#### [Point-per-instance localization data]
· · · · ·

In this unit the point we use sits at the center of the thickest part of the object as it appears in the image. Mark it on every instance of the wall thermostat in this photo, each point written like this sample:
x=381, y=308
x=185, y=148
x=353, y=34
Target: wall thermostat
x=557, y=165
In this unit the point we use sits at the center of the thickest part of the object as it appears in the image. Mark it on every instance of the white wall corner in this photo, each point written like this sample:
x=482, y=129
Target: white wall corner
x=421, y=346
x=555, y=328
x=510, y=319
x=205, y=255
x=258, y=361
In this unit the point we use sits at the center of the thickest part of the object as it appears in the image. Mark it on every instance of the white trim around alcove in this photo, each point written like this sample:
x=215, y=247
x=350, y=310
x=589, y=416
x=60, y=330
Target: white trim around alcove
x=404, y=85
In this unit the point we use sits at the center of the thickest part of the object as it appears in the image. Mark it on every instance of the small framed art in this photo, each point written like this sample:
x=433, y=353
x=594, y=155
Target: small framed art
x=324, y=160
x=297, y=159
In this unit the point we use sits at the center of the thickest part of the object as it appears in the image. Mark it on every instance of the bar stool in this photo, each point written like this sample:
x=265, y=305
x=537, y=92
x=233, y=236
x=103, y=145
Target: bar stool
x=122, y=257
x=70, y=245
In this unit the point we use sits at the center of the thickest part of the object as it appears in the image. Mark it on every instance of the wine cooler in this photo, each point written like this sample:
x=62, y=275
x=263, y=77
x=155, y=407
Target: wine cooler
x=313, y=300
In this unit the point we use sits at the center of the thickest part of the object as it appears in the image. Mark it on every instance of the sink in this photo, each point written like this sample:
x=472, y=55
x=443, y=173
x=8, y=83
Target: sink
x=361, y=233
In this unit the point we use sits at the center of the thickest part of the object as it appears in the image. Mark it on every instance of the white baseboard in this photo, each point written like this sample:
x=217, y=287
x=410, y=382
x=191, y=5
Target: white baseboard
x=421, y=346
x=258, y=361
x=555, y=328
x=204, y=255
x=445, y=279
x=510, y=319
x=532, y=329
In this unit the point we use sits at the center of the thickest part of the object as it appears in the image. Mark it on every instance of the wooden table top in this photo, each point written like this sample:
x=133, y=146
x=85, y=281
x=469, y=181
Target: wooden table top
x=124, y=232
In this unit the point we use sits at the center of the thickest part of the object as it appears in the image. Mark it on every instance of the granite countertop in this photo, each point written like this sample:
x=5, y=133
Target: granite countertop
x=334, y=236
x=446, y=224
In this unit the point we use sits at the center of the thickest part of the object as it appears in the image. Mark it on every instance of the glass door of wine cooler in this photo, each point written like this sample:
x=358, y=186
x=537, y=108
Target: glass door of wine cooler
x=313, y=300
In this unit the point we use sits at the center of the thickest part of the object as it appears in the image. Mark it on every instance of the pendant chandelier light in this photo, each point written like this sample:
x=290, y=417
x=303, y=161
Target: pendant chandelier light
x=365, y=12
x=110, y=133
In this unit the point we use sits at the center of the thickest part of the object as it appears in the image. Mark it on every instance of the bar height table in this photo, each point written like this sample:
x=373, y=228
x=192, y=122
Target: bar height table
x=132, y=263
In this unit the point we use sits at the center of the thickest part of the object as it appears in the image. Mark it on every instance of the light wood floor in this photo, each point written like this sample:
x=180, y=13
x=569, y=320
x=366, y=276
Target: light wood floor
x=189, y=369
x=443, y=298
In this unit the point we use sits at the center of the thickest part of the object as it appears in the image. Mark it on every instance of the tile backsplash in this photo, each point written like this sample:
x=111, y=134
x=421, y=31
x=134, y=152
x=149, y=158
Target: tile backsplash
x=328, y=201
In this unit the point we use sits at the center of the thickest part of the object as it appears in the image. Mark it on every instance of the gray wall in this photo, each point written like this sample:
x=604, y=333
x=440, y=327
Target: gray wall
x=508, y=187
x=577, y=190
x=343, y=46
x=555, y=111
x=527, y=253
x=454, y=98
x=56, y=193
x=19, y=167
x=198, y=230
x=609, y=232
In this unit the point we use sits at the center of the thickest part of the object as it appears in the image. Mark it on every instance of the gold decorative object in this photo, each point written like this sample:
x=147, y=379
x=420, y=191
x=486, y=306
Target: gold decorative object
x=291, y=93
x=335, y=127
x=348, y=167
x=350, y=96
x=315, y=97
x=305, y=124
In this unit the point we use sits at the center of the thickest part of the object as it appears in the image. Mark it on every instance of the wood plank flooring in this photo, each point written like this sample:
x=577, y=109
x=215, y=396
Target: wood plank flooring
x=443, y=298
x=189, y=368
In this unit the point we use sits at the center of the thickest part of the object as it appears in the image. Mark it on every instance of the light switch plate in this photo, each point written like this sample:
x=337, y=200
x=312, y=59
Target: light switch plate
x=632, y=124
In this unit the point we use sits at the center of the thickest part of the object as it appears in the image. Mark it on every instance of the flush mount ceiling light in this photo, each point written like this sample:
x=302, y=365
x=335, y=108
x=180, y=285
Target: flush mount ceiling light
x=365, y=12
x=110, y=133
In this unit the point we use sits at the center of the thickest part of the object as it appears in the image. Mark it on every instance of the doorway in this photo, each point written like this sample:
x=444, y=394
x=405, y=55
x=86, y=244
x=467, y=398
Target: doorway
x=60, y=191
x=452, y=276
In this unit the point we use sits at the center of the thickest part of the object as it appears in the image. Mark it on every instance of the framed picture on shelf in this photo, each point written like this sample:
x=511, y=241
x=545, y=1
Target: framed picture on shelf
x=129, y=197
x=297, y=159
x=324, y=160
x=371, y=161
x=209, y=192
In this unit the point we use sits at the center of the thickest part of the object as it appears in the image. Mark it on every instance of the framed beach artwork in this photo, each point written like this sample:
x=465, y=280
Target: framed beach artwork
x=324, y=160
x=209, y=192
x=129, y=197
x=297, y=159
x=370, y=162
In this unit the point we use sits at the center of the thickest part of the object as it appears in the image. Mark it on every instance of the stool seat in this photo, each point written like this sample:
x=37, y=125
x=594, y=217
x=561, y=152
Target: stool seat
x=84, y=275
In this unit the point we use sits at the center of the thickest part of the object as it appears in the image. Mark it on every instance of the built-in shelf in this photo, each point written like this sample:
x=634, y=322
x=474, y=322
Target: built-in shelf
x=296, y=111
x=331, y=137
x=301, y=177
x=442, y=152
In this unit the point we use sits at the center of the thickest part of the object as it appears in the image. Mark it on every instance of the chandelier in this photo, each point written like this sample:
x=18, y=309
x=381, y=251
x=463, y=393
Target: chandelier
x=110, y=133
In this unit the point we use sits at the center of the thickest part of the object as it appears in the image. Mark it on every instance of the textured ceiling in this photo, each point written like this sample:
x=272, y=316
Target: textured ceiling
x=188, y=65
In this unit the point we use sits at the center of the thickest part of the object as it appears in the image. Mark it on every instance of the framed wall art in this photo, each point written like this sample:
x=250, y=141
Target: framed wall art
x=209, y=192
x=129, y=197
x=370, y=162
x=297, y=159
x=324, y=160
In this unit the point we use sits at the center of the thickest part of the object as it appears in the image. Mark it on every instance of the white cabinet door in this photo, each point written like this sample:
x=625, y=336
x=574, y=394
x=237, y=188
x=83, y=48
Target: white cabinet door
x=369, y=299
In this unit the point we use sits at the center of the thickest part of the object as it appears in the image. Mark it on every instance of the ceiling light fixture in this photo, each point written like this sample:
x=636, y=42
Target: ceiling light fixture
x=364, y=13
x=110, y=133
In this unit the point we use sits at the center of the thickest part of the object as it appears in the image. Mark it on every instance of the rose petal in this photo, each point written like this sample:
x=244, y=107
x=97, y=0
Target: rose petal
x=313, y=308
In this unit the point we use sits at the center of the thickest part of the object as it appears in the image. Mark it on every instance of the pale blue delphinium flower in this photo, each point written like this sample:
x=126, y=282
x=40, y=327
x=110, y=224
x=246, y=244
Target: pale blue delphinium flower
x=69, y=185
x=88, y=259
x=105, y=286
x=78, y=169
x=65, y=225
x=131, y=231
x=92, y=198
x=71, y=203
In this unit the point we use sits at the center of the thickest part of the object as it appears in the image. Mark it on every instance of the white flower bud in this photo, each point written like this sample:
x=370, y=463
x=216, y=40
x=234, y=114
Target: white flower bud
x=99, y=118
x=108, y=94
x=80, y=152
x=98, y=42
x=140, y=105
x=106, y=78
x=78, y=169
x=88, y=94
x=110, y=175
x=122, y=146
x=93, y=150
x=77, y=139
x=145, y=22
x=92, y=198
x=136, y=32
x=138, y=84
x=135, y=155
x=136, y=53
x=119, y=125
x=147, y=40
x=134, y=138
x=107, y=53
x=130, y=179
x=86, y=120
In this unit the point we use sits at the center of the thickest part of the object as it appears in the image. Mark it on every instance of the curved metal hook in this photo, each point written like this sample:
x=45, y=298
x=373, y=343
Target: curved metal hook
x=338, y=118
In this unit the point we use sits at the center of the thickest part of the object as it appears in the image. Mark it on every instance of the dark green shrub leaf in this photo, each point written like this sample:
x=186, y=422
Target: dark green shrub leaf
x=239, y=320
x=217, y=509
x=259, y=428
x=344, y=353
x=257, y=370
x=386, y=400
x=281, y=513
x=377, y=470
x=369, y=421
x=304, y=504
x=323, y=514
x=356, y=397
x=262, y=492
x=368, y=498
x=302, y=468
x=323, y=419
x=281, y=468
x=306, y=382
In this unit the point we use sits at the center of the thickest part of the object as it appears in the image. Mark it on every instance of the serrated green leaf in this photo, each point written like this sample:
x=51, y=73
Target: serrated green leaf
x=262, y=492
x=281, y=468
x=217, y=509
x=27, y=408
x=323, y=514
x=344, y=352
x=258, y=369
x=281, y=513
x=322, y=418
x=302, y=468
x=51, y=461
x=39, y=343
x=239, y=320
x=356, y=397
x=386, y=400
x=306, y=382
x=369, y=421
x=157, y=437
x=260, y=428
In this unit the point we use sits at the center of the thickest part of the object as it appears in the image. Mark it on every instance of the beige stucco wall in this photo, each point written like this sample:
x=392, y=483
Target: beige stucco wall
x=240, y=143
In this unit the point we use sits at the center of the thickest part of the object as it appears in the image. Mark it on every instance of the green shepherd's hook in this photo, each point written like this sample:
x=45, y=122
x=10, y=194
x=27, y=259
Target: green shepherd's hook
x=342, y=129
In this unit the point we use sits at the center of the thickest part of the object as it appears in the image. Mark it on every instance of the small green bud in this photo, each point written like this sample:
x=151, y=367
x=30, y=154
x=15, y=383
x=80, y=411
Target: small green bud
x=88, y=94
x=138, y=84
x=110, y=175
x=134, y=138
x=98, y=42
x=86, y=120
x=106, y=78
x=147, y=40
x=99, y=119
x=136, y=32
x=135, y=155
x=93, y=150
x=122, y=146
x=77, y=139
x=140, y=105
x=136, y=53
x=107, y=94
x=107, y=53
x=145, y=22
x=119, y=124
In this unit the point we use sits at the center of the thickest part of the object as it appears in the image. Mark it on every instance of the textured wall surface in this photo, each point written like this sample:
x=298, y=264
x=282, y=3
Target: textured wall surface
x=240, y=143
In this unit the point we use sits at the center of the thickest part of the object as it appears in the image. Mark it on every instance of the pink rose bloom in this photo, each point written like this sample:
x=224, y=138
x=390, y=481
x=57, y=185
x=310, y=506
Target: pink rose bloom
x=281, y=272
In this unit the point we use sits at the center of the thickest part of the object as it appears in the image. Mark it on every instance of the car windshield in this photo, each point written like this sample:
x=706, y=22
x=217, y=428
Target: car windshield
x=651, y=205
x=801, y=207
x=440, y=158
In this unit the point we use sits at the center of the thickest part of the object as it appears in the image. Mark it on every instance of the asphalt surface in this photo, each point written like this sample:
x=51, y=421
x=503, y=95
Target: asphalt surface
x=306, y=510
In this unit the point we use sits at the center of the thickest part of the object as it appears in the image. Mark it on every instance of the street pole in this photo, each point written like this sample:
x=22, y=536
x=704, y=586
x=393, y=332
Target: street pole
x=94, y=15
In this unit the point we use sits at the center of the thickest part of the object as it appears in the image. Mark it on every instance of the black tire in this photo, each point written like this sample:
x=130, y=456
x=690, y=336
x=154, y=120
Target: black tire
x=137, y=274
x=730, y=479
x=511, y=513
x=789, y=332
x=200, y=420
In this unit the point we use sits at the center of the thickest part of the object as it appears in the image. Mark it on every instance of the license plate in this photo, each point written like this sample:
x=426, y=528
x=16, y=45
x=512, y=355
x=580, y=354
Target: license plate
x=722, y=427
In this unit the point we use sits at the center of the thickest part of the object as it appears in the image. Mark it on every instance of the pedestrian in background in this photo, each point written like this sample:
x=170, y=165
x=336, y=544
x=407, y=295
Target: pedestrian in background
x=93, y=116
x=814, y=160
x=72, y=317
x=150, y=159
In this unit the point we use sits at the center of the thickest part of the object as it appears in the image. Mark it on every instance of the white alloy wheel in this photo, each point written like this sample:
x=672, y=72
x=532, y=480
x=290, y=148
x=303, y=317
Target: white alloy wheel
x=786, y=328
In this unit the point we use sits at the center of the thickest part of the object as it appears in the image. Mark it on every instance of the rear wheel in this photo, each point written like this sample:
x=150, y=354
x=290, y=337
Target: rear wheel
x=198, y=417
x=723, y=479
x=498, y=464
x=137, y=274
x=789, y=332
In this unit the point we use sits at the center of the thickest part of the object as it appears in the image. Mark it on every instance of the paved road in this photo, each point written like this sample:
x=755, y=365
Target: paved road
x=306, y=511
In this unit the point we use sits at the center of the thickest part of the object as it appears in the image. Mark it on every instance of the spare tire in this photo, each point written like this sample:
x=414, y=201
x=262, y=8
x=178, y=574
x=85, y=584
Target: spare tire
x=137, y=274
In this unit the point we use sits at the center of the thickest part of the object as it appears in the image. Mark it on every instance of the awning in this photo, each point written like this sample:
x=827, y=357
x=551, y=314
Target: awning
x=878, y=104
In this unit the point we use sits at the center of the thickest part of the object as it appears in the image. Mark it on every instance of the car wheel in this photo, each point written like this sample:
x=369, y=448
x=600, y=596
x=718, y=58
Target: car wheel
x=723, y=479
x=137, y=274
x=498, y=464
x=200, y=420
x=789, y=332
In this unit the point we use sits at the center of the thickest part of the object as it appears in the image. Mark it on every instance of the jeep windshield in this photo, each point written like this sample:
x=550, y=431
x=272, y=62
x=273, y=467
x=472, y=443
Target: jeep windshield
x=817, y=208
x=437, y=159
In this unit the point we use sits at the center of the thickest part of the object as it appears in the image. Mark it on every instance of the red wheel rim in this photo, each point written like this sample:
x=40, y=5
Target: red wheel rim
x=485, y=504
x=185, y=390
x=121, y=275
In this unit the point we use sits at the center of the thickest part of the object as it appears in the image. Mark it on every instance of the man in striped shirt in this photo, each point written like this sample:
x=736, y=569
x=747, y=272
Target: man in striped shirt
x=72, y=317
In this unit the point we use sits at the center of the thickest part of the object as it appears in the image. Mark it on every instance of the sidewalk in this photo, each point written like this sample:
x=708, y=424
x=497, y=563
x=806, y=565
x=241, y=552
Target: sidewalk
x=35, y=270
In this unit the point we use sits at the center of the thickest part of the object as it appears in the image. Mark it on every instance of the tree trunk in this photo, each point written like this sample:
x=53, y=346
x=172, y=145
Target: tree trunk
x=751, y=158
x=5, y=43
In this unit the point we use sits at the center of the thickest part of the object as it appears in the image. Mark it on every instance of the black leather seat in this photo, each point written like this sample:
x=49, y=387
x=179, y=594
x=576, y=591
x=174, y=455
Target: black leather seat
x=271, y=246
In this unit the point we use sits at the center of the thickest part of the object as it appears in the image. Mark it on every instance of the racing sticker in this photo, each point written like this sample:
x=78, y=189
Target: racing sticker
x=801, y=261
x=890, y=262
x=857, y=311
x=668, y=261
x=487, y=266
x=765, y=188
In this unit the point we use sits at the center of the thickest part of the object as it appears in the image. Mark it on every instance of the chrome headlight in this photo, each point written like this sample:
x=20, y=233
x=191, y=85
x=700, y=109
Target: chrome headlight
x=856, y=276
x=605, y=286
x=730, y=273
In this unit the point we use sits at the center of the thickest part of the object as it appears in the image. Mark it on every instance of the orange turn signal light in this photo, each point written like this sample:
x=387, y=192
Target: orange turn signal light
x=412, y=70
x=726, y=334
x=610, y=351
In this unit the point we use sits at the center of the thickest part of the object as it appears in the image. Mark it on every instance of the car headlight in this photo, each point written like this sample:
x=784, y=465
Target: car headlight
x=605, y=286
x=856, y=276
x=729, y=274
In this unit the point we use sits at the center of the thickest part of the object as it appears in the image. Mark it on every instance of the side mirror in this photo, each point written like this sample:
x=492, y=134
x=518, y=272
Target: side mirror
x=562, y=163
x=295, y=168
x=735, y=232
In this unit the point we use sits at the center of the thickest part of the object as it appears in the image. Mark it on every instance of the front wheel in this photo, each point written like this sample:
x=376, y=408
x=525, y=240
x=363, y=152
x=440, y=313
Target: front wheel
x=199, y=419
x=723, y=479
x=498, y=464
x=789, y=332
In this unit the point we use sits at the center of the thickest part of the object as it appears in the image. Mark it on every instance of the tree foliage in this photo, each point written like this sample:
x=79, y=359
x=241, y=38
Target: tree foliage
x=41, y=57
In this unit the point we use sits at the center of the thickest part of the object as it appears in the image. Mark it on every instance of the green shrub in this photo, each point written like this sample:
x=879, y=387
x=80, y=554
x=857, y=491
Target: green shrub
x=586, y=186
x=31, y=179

· · · · ·

#### [To do]
Could you transcribe the entries above word for word, from the line with "x=178, y=574" down to the line with "of the jeep", keeping both?

#### [Written response]
x=178, y=574
x=85, y=584
Target: spare tire
x=137, y=274
In this unit the point we use sits at the center of the thickest part of the object as it appears in the image. Mark it on every instance of the awning in this photo, each point written like this sample:
x=827, y=357
x=551, y=314
Target: awning
x=878, y=104
In this unit the point we use sits at the center of the thickest part of the object as it appears in the image. Mark it on every instance of the car wheel in this photo, each point written like this sample:
x=369, y=448
x=600, y=596
x=718, y=58
Target: car wheel
x=723, y=479
x=137, y=274
x=498, y=464
x=200, y=420
x=789, y=332
In this unit the point we use sits at the center of the thickest part of the object as it appears in the image. Mark it on every instance of the jeep windshield in this photo, each point written like this sample:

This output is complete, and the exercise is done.